**Task**.
Print the full listing below verbatim, line for line, without altering order, spacing, or characters.

**Data provided**.
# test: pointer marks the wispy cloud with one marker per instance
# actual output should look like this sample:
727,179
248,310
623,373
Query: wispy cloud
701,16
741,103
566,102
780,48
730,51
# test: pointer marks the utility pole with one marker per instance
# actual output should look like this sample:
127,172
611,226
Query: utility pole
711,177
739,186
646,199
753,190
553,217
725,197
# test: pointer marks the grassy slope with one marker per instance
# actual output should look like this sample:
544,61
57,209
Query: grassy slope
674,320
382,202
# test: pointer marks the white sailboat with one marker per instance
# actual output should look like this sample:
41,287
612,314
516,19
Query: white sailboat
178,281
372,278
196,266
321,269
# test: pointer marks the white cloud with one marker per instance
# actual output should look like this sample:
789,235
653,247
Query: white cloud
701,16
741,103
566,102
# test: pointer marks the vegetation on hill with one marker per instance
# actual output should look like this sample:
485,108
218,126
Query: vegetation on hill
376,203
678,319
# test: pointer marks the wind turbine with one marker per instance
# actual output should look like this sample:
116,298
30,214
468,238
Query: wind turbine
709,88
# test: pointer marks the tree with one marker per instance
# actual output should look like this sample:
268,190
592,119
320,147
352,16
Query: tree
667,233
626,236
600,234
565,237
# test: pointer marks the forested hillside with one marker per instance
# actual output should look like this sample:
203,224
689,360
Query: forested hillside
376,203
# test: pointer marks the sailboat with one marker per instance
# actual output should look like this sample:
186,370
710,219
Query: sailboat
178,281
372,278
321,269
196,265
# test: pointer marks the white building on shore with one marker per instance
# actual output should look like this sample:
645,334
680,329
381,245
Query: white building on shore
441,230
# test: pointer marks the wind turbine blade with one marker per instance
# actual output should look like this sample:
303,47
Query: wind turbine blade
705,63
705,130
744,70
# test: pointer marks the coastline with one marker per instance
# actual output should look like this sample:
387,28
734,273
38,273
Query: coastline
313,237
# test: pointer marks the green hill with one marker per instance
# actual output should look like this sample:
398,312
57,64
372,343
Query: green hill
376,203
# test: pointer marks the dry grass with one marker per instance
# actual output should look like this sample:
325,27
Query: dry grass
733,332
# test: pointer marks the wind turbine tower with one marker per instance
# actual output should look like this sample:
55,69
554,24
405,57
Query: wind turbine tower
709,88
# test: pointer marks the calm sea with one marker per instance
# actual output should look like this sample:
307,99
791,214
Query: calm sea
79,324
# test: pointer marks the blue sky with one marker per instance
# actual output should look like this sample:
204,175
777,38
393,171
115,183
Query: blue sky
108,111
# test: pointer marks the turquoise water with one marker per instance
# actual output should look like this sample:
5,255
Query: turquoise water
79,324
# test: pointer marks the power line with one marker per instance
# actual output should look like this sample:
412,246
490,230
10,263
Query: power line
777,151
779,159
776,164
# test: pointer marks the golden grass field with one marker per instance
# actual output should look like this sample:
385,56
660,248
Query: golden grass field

**Exercise output**.
# test: pointer marks the wispy cloud with one marker per instance
# actual output should look like this sample:
727,179
248,310
623,373
Query: wispy cloud
701,16
741,103
566,102
780,48
730,51
# test: pointer marks the utility pole with one marker per instance
# actual output should look like this sample:
127,172
611,226
Query: utility pole
711,177
739,186
646,199
753,190
553,217
725,197
# test: pointer marks the grassy slope with one marker per instance
# actual output should look like this sample:
544,61
57,209
Query: grassy slope
674,320
382,202
# test: pointer marks the white sailboat with one marker per instance
# actual output should look like this sample:
41,287
612,314
516,19
Query: white sailboat
178,281
372,278
196,266
321,269
# test: pointer marks the white cloud with one marker per instance
# actual output should look like this sample:
789,235
653,247
Query: white cloud
701,16
741,103
566,102
# test: pointer marks the vegetation on hill with one marker per instance
# actual output should look like this sample:
485,108
218,126
Query: vegetation on hill
376,203
678,319
# test: pointer marks the wind turbine with one marker per instance
# actual output should look like this sample:
116,298
30,214
468,238
Query: wind turbine
709,88
# test: pointer marks the tree with one marker per instance
# actual output should look like this sample:
268,190
592,119
320,147
352,16
Query: tree
667,233
626,236
600,234
565,237
# test: pointer marks the forested hillside with one marker per instance
# actual output should look like this sample:
203,224
689,360
Query: forested hillside
376,203
# test: pointer marks the sailboat with one marker per instance
# actual output should look like this sample:
186,370
710,219
Query: sailboat
178,281
372,278
321,269
196,265
# test: pointer marks the white building on shore with one marker per instance
# actual output should look like this sample:
645,334
680,329
381,245
Query: white building on shore
441,230
# test: pointer marks the wind turbine blade with one marker per instance
# actual output should look like this sample:
303,47
Query: wind turbine blade
705,63
705,130
744,70
# test: pointer marks the coastline with one marker per instance
# actual output should look like this sample:
387,28
734,273
38,273
Query: coastline
313,237
# test: pointer marks the green hill with one marker per instance
# actual output should look like this sample:
398,312
57,64
372,343
Query: green hill
376,203
# test: pointer marks the dry grass with one marker per instance
# actual output should look like this sample:
325,27
Query: dry grass
733,332
# test: pointer marks the wind turbine tower with one marker per instance
# actual output should look like this sample:
55,69
554,24
405,57
Query: wind turbine tower
709,88
# test: pointer marks the calm sea with one marker per instance
# actual output should look like this sample:
307,99
791,214
Query: calm sea
79,324
# test: pointer marks the blue sky with one marker per instance
# actual output should look like this sample:
204,175
777,38
393,171
115,183
Query: blue sky
108,111
# test: pointer marks the turquoise water with one marker per instance
# actual output should look like this sample:
5,255
Query: turquoise water
79,324
# test: pointer marks the power line with one marker per instance
# actual output should look like this sample:
412,246
490,230
10,263
Query: power line
777,151
779,159
776,164
# test: pointer marks the golden grass field with one marker per instance
# actual output should look like this sample:
385,56
660,248
Query: golden grass field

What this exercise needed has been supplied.